start Data in this exercise
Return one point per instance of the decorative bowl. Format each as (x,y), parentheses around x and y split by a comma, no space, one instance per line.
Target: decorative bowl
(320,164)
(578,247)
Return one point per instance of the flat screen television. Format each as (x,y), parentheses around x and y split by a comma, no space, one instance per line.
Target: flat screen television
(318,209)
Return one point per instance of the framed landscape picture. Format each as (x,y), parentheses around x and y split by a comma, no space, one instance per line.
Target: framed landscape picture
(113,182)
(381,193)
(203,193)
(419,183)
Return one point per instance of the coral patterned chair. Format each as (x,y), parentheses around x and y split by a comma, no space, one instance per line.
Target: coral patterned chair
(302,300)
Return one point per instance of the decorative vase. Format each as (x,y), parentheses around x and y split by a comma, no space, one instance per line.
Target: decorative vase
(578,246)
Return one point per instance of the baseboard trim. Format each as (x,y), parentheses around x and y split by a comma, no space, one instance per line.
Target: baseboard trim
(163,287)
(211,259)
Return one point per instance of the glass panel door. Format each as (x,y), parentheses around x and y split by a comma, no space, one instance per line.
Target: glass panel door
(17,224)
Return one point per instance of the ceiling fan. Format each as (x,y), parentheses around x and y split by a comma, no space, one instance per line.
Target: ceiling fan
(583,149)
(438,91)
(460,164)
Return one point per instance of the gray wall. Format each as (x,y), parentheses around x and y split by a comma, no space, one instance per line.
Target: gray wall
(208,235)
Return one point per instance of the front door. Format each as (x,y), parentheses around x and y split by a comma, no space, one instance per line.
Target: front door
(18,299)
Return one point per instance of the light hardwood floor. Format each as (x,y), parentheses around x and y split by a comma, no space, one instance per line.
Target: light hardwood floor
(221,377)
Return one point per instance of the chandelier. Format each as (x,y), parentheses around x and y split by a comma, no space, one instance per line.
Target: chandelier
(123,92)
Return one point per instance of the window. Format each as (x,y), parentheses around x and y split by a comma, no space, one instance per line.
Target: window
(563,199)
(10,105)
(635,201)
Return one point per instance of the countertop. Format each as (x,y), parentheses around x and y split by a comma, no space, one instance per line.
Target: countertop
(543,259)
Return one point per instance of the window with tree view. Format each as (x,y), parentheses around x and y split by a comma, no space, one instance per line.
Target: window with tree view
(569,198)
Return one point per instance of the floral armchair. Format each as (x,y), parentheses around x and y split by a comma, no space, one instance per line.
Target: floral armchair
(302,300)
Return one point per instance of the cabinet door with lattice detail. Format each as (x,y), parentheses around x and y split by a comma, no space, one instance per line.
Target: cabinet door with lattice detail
end Data in this exercise
Exercise requirements:
Every entry must be quoted exactly as it appears above.

Task response:
Return one point per instance of the decorative bowl. Format each as (x,y), parentheses around x and y split by a comma, no space, one instance per line.
Target: decorative bowl
(320,164)
(578,247)
Return one point per instance of the flat screen television. Format each as (x,y), parentheses around x and y split by a comma, no space, one instance per line.
Target: flat screen television
(318,209)
Return one point per instance of the framed landscape picture. Format each as (x,y), parentheses around x and y split by a comma, no space, one instance per line.
Target: framed landscape picture
(113,182)
(381,193)
(203,193)
(419,183)
Return one point per instance of the coral patterned chair. Format each as (x,y), parentheses around x and y split by a comma, no space, one instance per line.
Target: coral patterned chair
(302,300)
Return one point per instance of the decorative vase. Format each as (x,y), parentheses around x and y split by a comma, no space, one instance per line.
Target: decorative vase
(578,246)
Return one point per instance of the baseboard trim. Format each as (x,y), parentheses around x and y split by a comma, no space, one instance per line.
Target: baseboard trim
(163,287)
(211,259)
Return one point per instance of the glass panel door. Format each as (x,y), parentheses around x and y split by a comma, no space, one instance per line.
Target: glass panel door
(17,224)
Return one point per instance of the ceiling fan. Format each as (x,y), parentheses around x and y split by a comma, no space, one instance per line.
Target: ceiling fan
(583,149)
(438,91)
(460,164)
Return one point per instance of the gray wall. Format each as (x,y), parentheses around x and y split by a comma, no space, one instance per line.
Target: gray wall
(208,235)
Return one point per instance of the front door. Format each as (x,y), parentheses around x and y split by a comma, no space, one instance per line.
Target: front door
(18,299)
Return one point per instance of the light hardwood floor. Format each as (x,y), parentheses around x and y split by a comma, no space, one instance per line.
Target: light hardwood floor
(221,377)
Return one point per instance of the chandelier. Format each as (x,y), parentheses around x and y split by a comma, no space, one instance per line.
Target: chandelier
(123,92)
Return one point per instance of the window. Format each as (x,y), parentheses around x and y split by a comma, no space, one instance per line.
Target: window
(563,199)
(10,105)
(635,201)
Return one point per instance of the countertop. Format each as (x,y), parentheses around x and y split by a comma, no space, one instance per line.
Target: countertop
(543,259)
Return one point per instance of the window with tree view. Format each as (x,y), parentheses around x and y split by a comma, no space, one instance per line.
Target: window with tree view
(569,198)
Return one point per instance of the floral armchair. Format each as (x,y), parentheses around x and y split by a comma, no space, one instance per line.
Target: floral armchair
(302,300)
Return one point per instance of the cabinet door with lattice detail. Format each as (x,y), parentheses around x and y split by a comma, no space, one instance per line.
Target: cabinet door with lattice detail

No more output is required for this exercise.